Quelle =
Der Monatsspruch im Dezember 2007

Die auf den HERRN harren, kriegen neue Kraft, dass sie auffahren mit Flügeln wie Adler, dass sie laufen und nicht matt werden, dass sie wandeln und nicht müde werden.
Jesaja 43,10

Auf langen Wegen gehen wird durch das Leben und bisweilen auch auf schweren und tiefen. Wir spüren es an den Knien, wie sie müde werden und sie an jeder Bewegung leiden. Wir sehen es an unseren Händen, in denen die Zeit ihre Spuren zurückgelassen hat. Wir merken es an den Verletzungen, die unsere Seele mit sich trägt. Nichts wird abgetragen, Neues stapelt sich, legt sich auf das Alte. Es sind die Lasten ungelöster Probleme, es sind die Mühen des Alltags. Die Ruhepausen, die uns vergönnt sind, werden immer kleiner und seltener. Und wenn wir uns ausruhen, dann merken wir erst recht, wie müde und erschöpft wir sind. Davor scheuen wir uns vielleicht noch mehr als vor dem Weg, den wir gehen, zu gehen haben, gehen müssen, gehen werden.

Arbeitsanweisungen =
A - Gib die Andacht zum Monatsspruch von "Jesaja 43,10" bis hinunter zu "müssen, gehen werden." wieder und benenne dabei "Händen" in "Fingern" um.
B - Führe die Andacht zum Monatsspruch im gleichen Ton nach ihrem letzten Satz weiter.

Datenblock =

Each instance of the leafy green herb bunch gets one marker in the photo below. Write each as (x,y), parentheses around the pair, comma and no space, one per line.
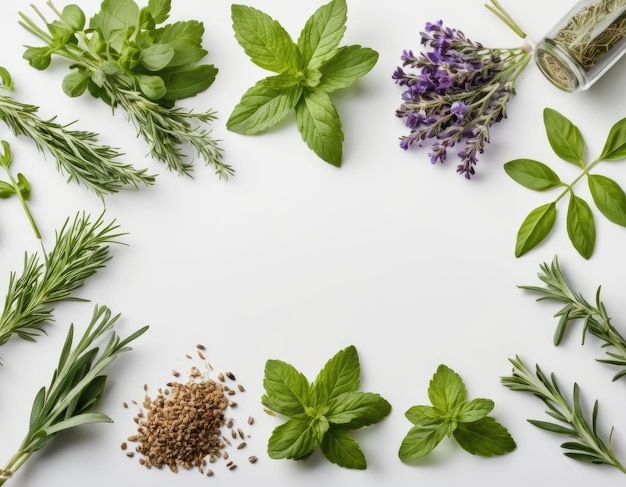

Ergebnisse je Aufgabe =
A -
Jesaja 43,10

Auf langen Wegen gehen wird durch das Leben und bisweilen auch auf schweren und tiefen. Wir spüren es an den Knien, wie sie müde werden und sie an jeder Bewegung leiden. Wir sehen es an unseren Fingern, in denen die Zeit ihre Spuren zurückgelassen hat. Wir merken es an den Verletzungen, die unsere Seele mit sich trägt. Nichts wird abgetragen, Neues stapelt sich, legt sich auf das Alte. Es sind die Lasten ungelöster Probleme, es sind die Mühen des Alltags. Die Ruhepausen, die uns vergönnt sind, werden immer kleiner und seltener. Und wenn wir uns ausruhen, dann merken wir erst recht, wie müde und erschöpft wir sind. Davor scheuen wir uns vielleicht noch mehr als vor dem Weg, den wir gehen, zu gehen haben, gehen müssen, gehen werden.

B -
Ich will nicht nur auf meinen Weg schauen, will auch andere Wege mitgehen, will mich anderen zugesellen, gehe mit ihnen durch das Dunkel dieser Nacht, die manchen im Rückblick als die Nacht der Nächte erscheinen wird. Ich höre ihren schweren Gang. Sie sind müde von der schweren Arbeit, die sie Tag für Tag zu leisten haben. Sie leben weit draußen, sie leben von ihrer Hände Arbeit. Mit ihren Herden ziehen sie über das Land, sie kennen jeden Schritt auf diesem kargen, zerklüfteten Boden. Und sie kennen die Gefahren, sie müssen auch an steilen Abhängen vorbei. So manches Schaf ist da schon abgestürzt. Und sie wissen auch, was das heißt. Entschuldigungen zählen nicht, sie werden zur Rede gestellt, aber sie haben zu schweigen. Das Urteil ist längst über sie gefällt worden. Und wenn ein Schaf von den Wölfen gerissen wird, dann bleibt von ihm noch weniger als ein totes Tier, dann bleibt weder Fleisch noch Fell. Dann fällt das Urteil noch härter aus. Als wenn ihr Leben nicht auch so schon schwer genug wäre.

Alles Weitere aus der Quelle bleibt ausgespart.